- SOURCE INFORMATION
##########
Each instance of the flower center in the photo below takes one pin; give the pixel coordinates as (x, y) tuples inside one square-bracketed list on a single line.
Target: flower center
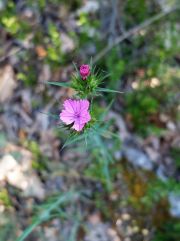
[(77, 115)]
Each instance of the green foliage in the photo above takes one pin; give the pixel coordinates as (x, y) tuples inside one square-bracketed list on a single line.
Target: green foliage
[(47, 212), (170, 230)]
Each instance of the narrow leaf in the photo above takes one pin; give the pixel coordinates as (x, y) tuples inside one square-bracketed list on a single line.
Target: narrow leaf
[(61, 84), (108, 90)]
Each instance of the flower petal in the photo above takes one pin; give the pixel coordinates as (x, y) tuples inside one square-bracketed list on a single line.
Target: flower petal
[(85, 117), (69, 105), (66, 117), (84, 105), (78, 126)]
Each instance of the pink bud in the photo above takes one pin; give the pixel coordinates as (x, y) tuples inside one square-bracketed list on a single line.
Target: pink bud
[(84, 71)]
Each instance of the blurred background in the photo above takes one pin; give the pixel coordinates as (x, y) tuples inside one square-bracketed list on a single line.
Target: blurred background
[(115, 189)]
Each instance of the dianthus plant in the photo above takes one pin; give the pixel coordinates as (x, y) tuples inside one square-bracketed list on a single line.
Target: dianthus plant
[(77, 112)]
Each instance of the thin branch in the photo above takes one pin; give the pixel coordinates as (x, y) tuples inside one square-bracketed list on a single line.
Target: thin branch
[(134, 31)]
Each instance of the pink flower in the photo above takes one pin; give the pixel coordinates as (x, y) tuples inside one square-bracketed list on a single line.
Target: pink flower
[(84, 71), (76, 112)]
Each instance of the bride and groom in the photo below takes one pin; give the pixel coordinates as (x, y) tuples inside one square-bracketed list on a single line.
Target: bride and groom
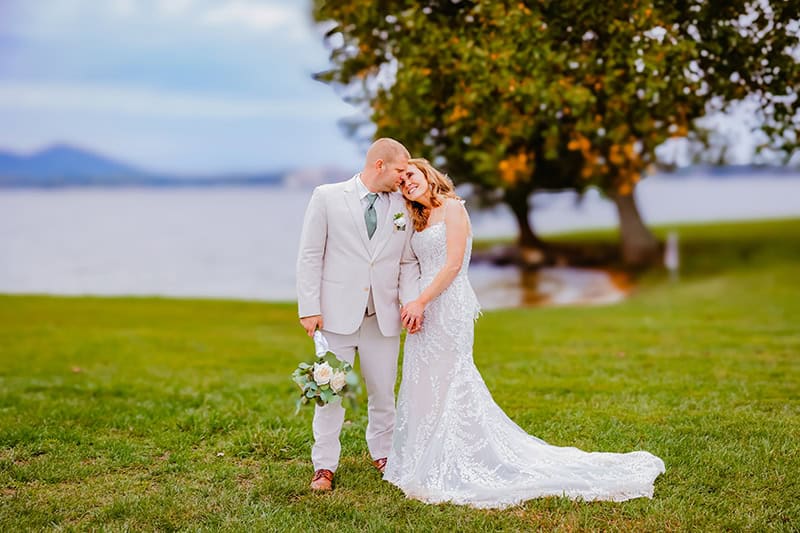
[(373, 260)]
##########
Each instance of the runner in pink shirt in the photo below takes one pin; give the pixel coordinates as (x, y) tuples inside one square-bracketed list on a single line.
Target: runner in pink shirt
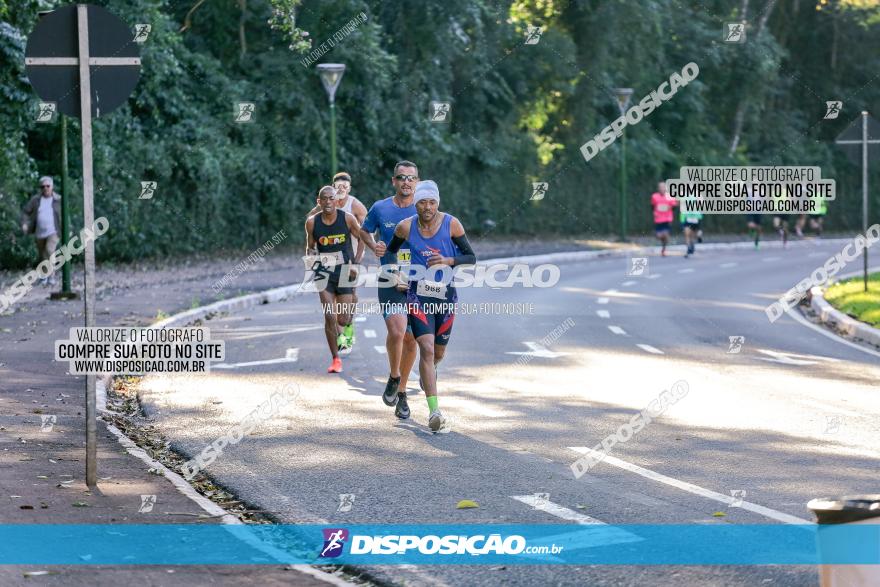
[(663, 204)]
##########
- WHAT YOU SHOULD DO
Could you output exactly the lines above, from the line with "Each instance of the flower center" up to and including the line with "Each instance of the green", and nothing else, skipping the pictures?

- TASK RESPONSE
Each instance of the flower center in the photo below takes one pin; give the pixel coordinates as (x, y) tuples inside one square-bracketed list on a single line.
Target: flower center
[(77, 115)]
Each instance of the green foliage in the photo above takes one pin; give the pixel coordinates as (x, y) tuples inside one square-bracketed list on a single line.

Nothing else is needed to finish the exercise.